Please give back only the lines below from the one containing "of the skatepark" to the one containing "of the black", each repeated word for word, both ends included.

[STORED DATA]
►

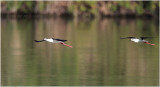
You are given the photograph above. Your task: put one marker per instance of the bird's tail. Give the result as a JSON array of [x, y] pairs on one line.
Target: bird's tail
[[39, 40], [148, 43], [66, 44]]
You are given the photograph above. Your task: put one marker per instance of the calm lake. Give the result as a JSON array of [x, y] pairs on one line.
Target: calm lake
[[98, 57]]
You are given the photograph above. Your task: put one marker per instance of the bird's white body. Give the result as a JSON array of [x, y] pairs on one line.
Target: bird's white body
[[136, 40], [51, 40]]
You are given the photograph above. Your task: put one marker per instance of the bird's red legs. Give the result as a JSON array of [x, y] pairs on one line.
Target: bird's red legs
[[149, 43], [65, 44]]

◄
►

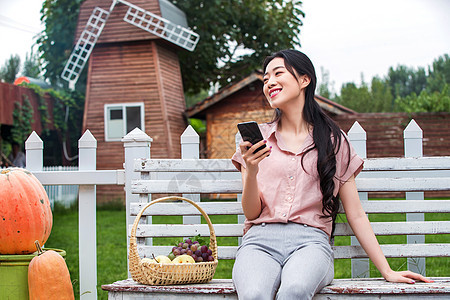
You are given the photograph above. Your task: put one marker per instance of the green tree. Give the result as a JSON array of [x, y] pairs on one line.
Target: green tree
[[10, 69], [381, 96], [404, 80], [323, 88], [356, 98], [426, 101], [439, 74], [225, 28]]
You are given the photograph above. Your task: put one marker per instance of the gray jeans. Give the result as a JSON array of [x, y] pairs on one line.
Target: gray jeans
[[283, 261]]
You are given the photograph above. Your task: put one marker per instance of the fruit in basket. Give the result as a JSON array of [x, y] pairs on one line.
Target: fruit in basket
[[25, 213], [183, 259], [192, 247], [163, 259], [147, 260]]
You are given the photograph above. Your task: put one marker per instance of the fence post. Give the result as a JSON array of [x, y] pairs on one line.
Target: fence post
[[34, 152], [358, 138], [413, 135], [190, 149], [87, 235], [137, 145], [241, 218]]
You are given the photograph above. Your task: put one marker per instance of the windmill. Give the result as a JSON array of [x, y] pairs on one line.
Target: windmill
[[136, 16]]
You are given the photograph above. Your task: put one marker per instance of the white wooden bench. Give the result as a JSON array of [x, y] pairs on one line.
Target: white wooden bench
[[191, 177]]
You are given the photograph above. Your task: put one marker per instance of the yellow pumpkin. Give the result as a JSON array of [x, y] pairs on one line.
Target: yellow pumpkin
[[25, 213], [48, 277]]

◄
►

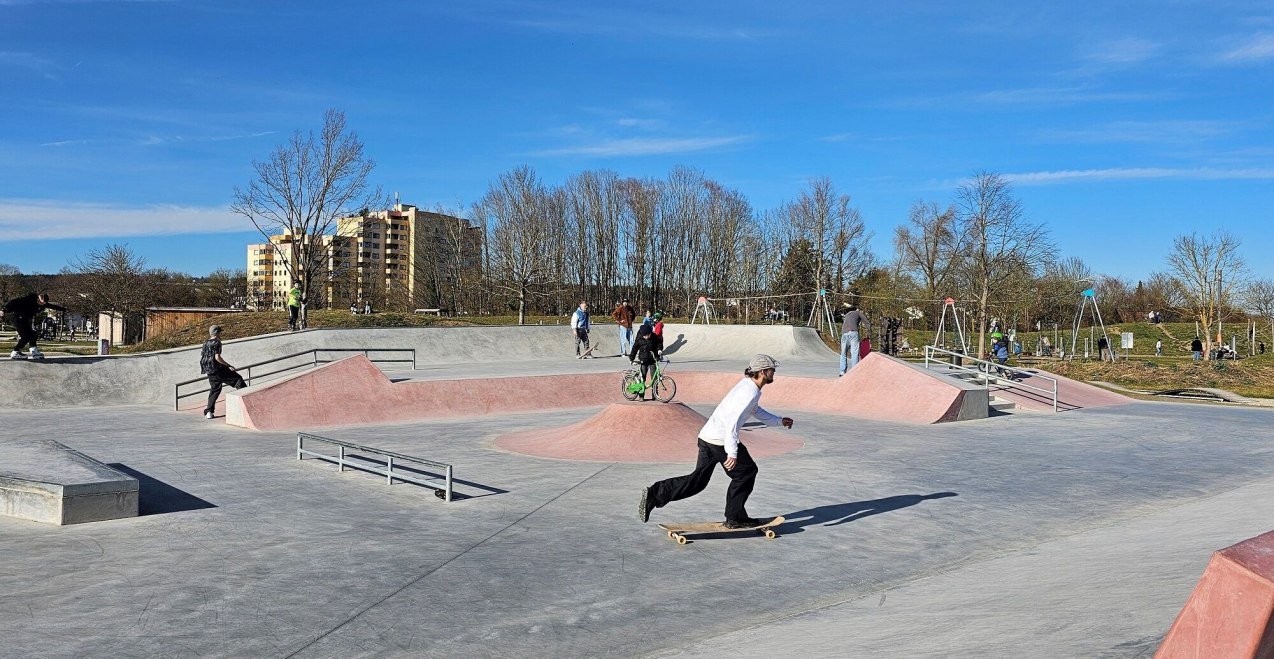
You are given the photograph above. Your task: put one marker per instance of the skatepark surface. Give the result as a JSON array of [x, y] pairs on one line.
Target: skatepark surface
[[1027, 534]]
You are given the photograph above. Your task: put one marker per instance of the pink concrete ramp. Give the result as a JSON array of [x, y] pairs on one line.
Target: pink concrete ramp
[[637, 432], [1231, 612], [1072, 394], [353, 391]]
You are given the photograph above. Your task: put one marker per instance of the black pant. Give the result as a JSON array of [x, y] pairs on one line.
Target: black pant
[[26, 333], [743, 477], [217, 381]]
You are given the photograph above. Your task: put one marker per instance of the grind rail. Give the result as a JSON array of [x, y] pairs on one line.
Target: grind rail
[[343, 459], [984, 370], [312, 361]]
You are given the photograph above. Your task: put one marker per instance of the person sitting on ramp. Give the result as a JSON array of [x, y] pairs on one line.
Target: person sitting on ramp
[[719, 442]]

◄

[EXPECTED OUTPUT]
You are given the photograph above. Your task: put one marker per instance of the skatepark surface. Give the result as a JSON array of [x, y] pairs on one line.
Target: skatepark surface
[[1027, 534]]
You are given the photograph above. Your task: put one marker per instance of the pink concrete ramp. Give the result as a JSON array of [x, y] pairs on one line.
Target: pink concrete ramp
[[637, 432], [1231, 612], [1072, 394], [353, 391]]
You are given the photograph above. Your task: put one marker per instance of the black pant. Give the result as a JSON array of [x, y] pairs on one line.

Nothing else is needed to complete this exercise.